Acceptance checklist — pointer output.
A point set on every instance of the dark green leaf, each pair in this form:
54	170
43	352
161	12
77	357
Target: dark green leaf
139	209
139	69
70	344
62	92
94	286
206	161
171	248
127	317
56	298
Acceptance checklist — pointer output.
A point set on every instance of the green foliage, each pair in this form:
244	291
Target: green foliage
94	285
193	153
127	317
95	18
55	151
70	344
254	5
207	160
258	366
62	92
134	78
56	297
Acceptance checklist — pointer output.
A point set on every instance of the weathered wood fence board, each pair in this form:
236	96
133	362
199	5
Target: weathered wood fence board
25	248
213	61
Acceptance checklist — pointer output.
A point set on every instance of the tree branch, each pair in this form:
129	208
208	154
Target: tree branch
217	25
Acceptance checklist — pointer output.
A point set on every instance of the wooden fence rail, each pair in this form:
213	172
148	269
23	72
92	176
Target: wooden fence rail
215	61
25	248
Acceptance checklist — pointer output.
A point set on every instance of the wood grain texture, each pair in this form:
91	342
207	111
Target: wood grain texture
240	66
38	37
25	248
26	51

Work to complete.
Would you reproduce the material above in full, exactly as given?

Solved exercise.
Acceptance checklist — pointer output.
A point set on every instance of the dark green leaf, each pair in this form:
54	170
43	352
161	12
77	357
Target: dark green leaf
139	209
139	69
70	344
62	92
94	286
206	161
171	248
127	317
56	298
Acceptance checklist — pointer output.
A point set on every instance of the green foliage, each pair in this form:
244	291
Target: green foliage
94	285
193	153
127	317
95	18
55	151
70	344
254	5
207	160
258	366
62	92
134	78
56	297
Acceptance checklist — pointer output.
A point set on every instance of the weathered wood fence board, each pair in this form:
236	96
133	362
199	5
Target: weathered wood fence board
25	248
213	61
Acceptance checklist — pointer output.
A point set on every instance of the tree branch, each pair in this form:
129	208
208	154
Target: tree branch
217	25
Acceptance checklist — pointer output.
A point set on every instance of the wooden fence rail, each pair in this form:
213	172
148	269
23	72
92	176
Target: wooden fence rail
215	61
25	248
Acceptance checklist — pointer output.
A point set on every instance of the wood grain texture, each pair in this form:
91	342
207	111
Target: wood grain texture
240	66
38	37
25	248
26	51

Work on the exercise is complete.